*Yang Diminta*.
Tulis ulang bagian halaman yang diawali kata-kata "Kalau provider p99" dan diakhiri "provider call mendominasi.", dengan menukar "Java service" menjadi "Go service".

*Halaman*.
********

Yang dibutuhkan adalah workload profile:
workload_profile:
checkout_confirm:
average_rps: 600
peak_rps: 2500
p99_latency_target_ms: 900
external_provider_timeout_ms: 3000
webhook_ingest:
average_eps: 900
peak_eps: 8000
ack_target_ms: 200
ledger_posting:
average_journals_per_second: 2500
peak_journals_per_second: 12000
reconciliation_import:
files_per_day: 160
largest_file_rows: 15000000
batch_window_minutes: 90
settlement:
merchants_per_cutoff: 400000
cutoff_count_per_day: 4
settlement_window_minutes: 45
payout:
average_payouts_per_day: 250000
peak_payouts_per_hour: 90000
Kalau workload tidak dipisah, optimasi akan salah arah.
3. Latency Budget per Payment Flow
Latency harus dipecah per stage.
Contoh checkout card authorization:
Target p99 checkout confirm <= 1200 ms
API gateway/authentication 40 ms
request validation 10 ms
idempotency lookup/insert 25 ms
payment aggregate load 20 ms
risk pre-check 80 ms
route decision 15 ms
provider adapter mapping 5 ms
provider authorization 750 ms
state transition 20 ms
ledger pending/auth posting 40 ms
outbox insert 10 ms
response serialization 10 ms
buffer/jitter 175 ms
Ini bukan angka universal.
Ini template berpikir.
Kalau provider p99 naik dari 750 ms ke 1800 ms, endpoint tidak akan memenuhi target walaupun Java service sangat cepat.
Jangan menghabiskan waktu micro-optimizing JSON mapping kalau p99 provider call mendominasi.

********

*Data yang Diberikan*.

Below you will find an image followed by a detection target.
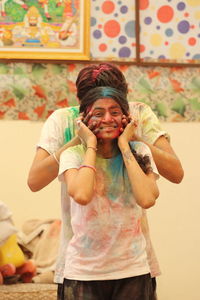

********

*Jawaban Benar*.
Kalau provider p99 naik dari 750 ms ke 1800 ms, endpoint tidak akan memenuhi target walaupun Go service sangat cepat.
Jangan menghabiskan waktu micro-optimizing JSON mapping kalau p99 provider call mendominasi.